----- Provided entries
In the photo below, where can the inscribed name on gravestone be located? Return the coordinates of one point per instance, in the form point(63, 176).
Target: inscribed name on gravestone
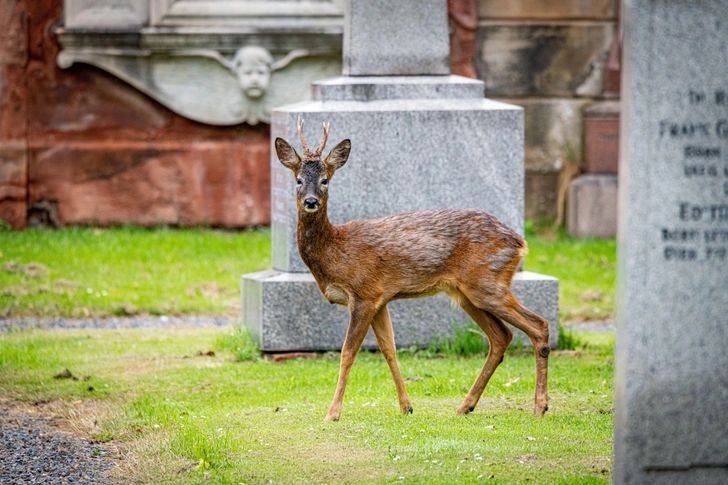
point(699, 228)
point(672, 355)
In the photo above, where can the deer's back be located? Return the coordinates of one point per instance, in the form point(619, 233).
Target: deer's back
point(416, 253)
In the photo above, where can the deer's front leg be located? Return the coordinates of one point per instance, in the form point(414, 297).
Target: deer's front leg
point(382, 326)
point(361, 317)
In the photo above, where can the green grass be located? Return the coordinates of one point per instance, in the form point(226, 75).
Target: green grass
point(586, 269)
point(175, 416)
point(102, 272)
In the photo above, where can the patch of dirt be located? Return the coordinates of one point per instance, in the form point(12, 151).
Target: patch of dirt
point(208, 290)
point(592, 295)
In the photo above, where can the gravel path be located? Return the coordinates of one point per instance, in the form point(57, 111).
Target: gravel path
point(121, 322)
point(33, 452)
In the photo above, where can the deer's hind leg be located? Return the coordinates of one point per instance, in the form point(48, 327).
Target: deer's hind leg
point(382, 326)
point(503, 304)
point(499, 337)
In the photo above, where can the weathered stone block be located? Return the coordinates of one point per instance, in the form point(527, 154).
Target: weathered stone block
point(105, 14)
point(215, 183)
point(547, 9)
point(14, 33)
point(555, 59)
point(406, 155)
point(601, 137)
point(541, 194)
point(671, 385)
point(286, 312)
point(403, 38)
point(592, 206)
point(553, 129)
point(13, 184)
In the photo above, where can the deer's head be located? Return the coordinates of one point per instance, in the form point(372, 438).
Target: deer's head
point(312, 174)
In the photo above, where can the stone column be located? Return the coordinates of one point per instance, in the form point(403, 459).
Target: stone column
point(671, 424)
point(421, 139)
point(13, 113)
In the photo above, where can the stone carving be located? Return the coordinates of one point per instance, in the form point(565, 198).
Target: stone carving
point(206, 86)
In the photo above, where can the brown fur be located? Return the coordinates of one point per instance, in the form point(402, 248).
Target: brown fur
point(364, 265)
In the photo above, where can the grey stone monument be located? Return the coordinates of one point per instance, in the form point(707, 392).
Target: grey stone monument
point(419, 141)
point(671, 411)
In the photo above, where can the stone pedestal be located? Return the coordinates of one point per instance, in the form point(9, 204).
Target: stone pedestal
point(670, 419)
point(418, 142)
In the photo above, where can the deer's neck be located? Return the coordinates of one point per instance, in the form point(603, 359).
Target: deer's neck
point(314, 233)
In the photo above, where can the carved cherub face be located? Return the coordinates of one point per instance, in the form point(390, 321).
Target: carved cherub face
point(253, 67)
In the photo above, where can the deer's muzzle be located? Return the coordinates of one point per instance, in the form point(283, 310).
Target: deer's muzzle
point(311, 204)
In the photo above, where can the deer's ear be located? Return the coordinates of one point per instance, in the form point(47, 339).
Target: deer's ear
point(287, 155)
point(338, 156)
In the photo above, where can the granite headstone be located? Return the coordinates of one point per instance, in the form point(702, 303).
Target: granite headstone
point(418, 142)
point(671, 423)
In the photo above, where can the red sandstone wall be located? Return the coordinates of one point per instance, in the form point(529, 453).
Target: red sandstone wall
point(89, 149)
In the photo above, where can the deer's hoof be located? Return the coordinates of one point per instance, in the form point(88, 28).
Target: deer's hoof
point(540, 410)
point(331, 417)
point(465, 409)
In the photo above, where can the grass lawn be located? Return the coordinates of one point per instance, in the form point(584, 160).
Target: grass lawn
point(177, 417)
point(123, 271)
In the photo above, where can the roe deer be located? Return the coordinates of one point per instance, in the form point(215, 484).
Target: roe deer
point(467, 253)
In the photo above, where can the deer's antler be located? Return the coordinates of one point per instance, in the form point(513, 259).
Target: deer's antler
point(323, 142)
point(306, 152)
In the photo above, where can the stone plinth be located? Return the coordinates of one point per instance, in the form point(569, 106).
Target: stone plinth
point(671, 360)
point(407, 155)
point(402, 38)
point(287, 312)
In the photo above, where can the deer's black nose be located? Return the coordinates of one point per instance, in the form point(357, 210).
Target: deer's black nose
point(311, 203)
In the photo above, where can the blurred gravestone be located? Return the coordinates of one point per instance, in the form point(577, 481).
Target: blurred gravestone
point(671, 423)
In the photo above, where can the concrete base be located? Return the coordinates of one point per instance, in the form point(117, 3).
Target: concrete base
point(287, 312)
point(592, 208)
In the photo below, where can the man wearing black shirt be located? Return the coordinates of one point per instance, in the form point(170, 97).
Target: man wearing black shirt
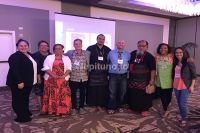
point(97, 89)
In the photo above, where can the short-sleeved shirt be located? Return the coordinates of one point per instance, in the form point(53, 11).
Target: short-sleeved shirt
point(140, 69)
point(39, 58)
point(178, 82)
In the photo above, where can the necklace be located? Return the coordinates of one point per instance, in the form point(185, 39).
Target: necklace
point(139, 58)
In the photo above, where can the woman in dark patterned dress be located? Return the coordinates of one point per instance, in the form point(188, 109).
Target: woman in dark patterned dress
point(57, 95)
point(142, 73)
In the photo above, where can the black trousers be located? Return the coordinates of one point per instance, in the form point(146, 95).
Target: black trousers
point(78, 100)
point(165, 96)
point(20, 102)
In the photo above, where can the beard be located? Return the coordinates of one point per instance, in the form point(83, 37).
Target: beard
point(139, 52)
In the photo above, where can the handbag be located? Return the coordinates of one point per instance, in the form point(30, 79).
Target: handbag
point(150, 89)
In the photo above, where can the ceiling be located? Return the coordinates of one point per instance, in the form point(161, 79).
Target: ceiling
point(132, 6)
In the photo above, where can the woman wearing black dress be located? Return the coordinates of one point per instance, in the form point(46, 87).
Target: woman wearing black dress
point(21, 77)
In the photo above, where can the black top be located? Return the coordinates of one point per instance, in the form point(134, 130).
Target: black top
point(140, 69)
point(39, 58)
point(21, 70)
point(188, 73)
point(99, 65)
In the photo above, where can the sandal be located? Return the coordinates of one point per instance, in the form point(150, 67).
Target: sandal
point(145, 113)
point(183, 124)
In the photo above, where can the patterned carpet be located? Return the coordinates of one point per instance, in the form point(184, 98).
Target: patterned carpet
point(101, 122)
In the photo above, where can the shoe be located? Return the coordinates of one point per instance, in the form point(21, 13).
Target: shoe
point(145, 113)
point(82, 111)
point(23, 120)
point(74, 112)
point(111, 111)
point(183, 124)
point(121, 110)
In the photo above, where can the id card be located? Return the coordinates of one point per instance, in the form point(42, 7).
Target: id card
point(120, 61)
point(77, 63)
point(100, 58)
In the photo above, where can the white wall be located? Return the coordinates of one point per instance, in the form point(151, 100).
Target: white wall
point(51, 5)
point(111, 14)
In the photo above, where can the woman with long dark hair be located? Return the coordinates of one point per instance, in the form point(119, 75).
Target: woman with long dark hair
point(164, 64)
point(184, 75)
point(21, 77)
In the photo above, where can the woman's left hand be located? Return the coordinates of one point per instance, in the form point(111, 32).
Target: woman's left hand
----------
| What is required |
Exact output of each line above is wanted, without the pictures.

| Expected answer |
In the photo below, where can the inscribed name on gravestone be located? Return the coordinates of one point per instance, in the form point(63, 176).
Target: inscribed name on gravestone
point(699, 228)
point(672, 355)
In the photo above, where can the deer's back be located? Return the coordinates of one point per instance, in the form point(619, 233).
Target: deer's back
point(416, 253)
In the photo above, where can the deer's front leg be located? Return the coordinates of one point per instance, in the form point(414, 297).
Target: deer's front leg
point(382, 326)
point(361, 317)
In the photo above, where can the green grass be located? Return the coordinates of one point per instance, in the form point(226, 75).
Target: green grass
point(586, 269)
point(175, 416)
point(102, 272)
In the photo above, where can the patch of dirt be located? Return the coordinates of one point per instance, in the form point(12, 151).
Target: patch of dirt
point(208, 290)
point(592, 295)
In the photo above, where can the gravel path be located? Return the coordinates of one point per instance, in the form point(57, 111).
Target: gravel path
point(121, 322)
point(33, 452)
In the photo above, where can the deer's hind leg be located? Return the coordinates of one point per instance, in the form point(48, 327).
Target: deer's hind leg
point(382, 326)
point(503, 304)
point(499, 337)
In the photo above, where can the weathered stone block be located? Return the coordinates of one point per instance, in the form point(527, 154).
Target: weathered stone block
point(105, 14)
point(215, 183)
point(547, 9)
point(14, 33)
point(555, 59)
point(406, 155)
point(601, 137)
point(541, 194)
point(671, 385)
point(286, 312)
point(403, 38)
point(592, 206)
point(553, 129)
point(13, 184)
In the photo above, where can the deer's head be located? Return the coordinates of one point per instance, in the form point(372, 438).
Target: deer's head
point(312, 174)
In the photo above, where can the stone column be located? Return the coordinates of one point per instance, in the form point(403, 459).
Target: stone column
point(671, 424)
point(421, 139)
point(13, 113)
In the photo above, where can the stone carving be located? Return the coordinates of one point per instance, in the form point(565, 198).
Target: stone carving
point(206, 86)
In the photo above, where can the brown fur be located? Return the coordinates of one point per instance, in the form point(402, 248).
Target: brown fur
point(364, 265)
In the photo above, where can the grey stone monument be located? Return the coordinates of one point per instance, in the form point(707, 392).
Target: grey stone monument
point(419, 141)
point(671, 411)
In the photo above, where can the stone pedestal be located? Return the coordinates of one point per instance, in the form point(9, 204).
Target: stone pedestal
point(670, 419)
point(418, 142)
In the photo above, where can the deer's neck be located? Return the coordinates of one point per instance, in the form point(603, 359).
Target: deer's neck
point(314, 233)
In the photo above, where can the carved cherub face be located? Return the coordinates of one point per instance, in the form point(390, 321).
Target: carved cherub face
point(253, 67)
In the photo above, where can the deer's muzzle be located? Return the coordinates of one point per instance, in the form point(283, 310).
Target: deer's muzzle
point(311, 204)
In the photo above, where can the deer's ear be located? Return the coordinates of one point per instance, in the form point(47, 339).
Target: deer's ear
point(287, 155)
point(338, 156)
In the photo above, where can the granite headstone be located? Return the coordinates of one point per instance, in the form point(702, 303).
Target: granite headstone
point(418, 142)
point(671, 423)
In the photo above, where can the red sandstone wall be located? Return the coordinates of one point per instance, in the form point(529, 453).
Target: red sandstone wall
point(89, 149)
In the photo above, where can the deer's hoof be located? Return the coordinates of one point per instance, in the form point(88, 28).
Target: deer's hoof
point(540, 410)
point(331, 417)
point(465, 409)
In the photo above, where can the grass lawn be located? Return the coordinates of one point per instance, in the form point(584, 160).
Target: grass lawn
point(177, 417)
point(123, 271)
In the photo above, where can the roe deer be located? Return the coordinates of one point per instance, in the form point(215, 484).
Target: roe deer
point(467, 253)
In the photo above, where can the deer's antler be located? Return the coordinates of one point per instance, in the form point(513, 259).
Target: deer's antler
point(323, 142)
point(306, 152)
In the photo above, where can the stone plinth be located? Return the coordinates of one point per instance, in the form point(569, 106).
Target: stone plinth
point(671, 360)
point(407, 155)
point(402, 38)
point(287, 312)
In the photo above, where can the deer's black nose be located? Return the coordinates of one point per instance, in the form point(357, 210).
Target: deer's black nose
point(311, 203)
In the photo above, where can the blurred gravestone be located? Return the coordinates of one point per instance, in the form point(577, 481).
Target: blurred gravestone
point(671, 423)
In the photo above, where can the concrete base be located? Return the coordinates of one point per instance, in the form point(117, 3).
Target: concrete base
point(287, 312)
point(592, 208)
In the photo below, where can the man wearing black shirt be located? Return the coordinates of one point per instance, in the form point(170, 97).
Target: man wearing black shirt
point(97, 89)
In the photo above, where can the short-sleeved shirt be located? Return the coordinates of one point per instance, in the form point(53, 11).
Target: short-sleeved shirt
point(140, 69)
point(39, 58)
point(178, 82)
In the photo above, where can the necklace be located? Return the coordinates of one point per instance, in the form point(185, 39).
Target: necklace
point(139, 58)
In the photo above, where can the woman in dark patterned dress be located? Return the coordinates of one point per instance, in the form point(188, 109).
Target: woman in dark patterned dress
point(57, 95)
point(142, 73)
In the photo above, where can the black trousers be located? Return the coordinates of one point per instance, in the form point(146, 95).
Target: black trousers
point(78, 100)
point(165, 96)
point(20, 102)
In the photo above, where can the beard be located? Return the coordinates of one point per instance, in the form point(83, 37).
Target: beard
point(139, 52)
In the photo above, where can the handbag be located? Return the coordinates of one point per instance, in the form point(30, 79).
Target: handbag
point(150, 89)
In the photo above, where can the ceiling be located? Return the coordinates of one point per instance, in the form point(161, 79).
Target: ceiling
point(132, 6)
In the photo above, where can the woman wearing black dress be located? Return the coordinates of one point per instance, in the form point(46, 87).
Target: woman wearing black dress
point(21, 77)
In the photo above, where can the black top be located? Return the coordinates of one point per instance, in the form point(134, 130).
Target: black top
point(140, 69)
point(39, 58)
point(21, 70)
point(188, 73)
point(99, 65)
In the photo above, where can the sandal be located? Return the coordinates of one point per instance, in the form point(150, 67).
Target: sandal
point(145, 113)
point(183, 124)
In the photo above, where can the patterned carpet be located? Return the coordinates of one point per instance, in the form point(184, 98).
Target: patterned carpet
point(101, 122)
In the photo above, where can the shoe be located? Return the coordinates of one point per instance, in the form point(21, 13).
Target: shoe
point(145, 113)
point(82, 111)
point(23, 120)
point(74, 112)
point(111, 111)
point(183, 124)
point(121, 110)
In the photo above, where can the id card be located? Return the coordinates of one point per instance, in the form point(42, 7).
Target: id card
point(120, 61)
point(77, 63)
point(100, 58)
In the photo above, where can the white wall be located? Return the coordinates of one point per instance, in the form point(151, 100).
Target: white wall
point(51, 5)
point(111, 14)
In the photo above, where can the woman with long dark hair be located? Return the coordinates of one point per instance, in the form point(119, 75).
Target: woman with long dark hair
point(164, 64)
point(184, 75)
point(21, 77)
In the photo above, where can the woman's left hand be located? Return the coordinates of one point per instance, in the form point(111, 32).
Target: woman's left hand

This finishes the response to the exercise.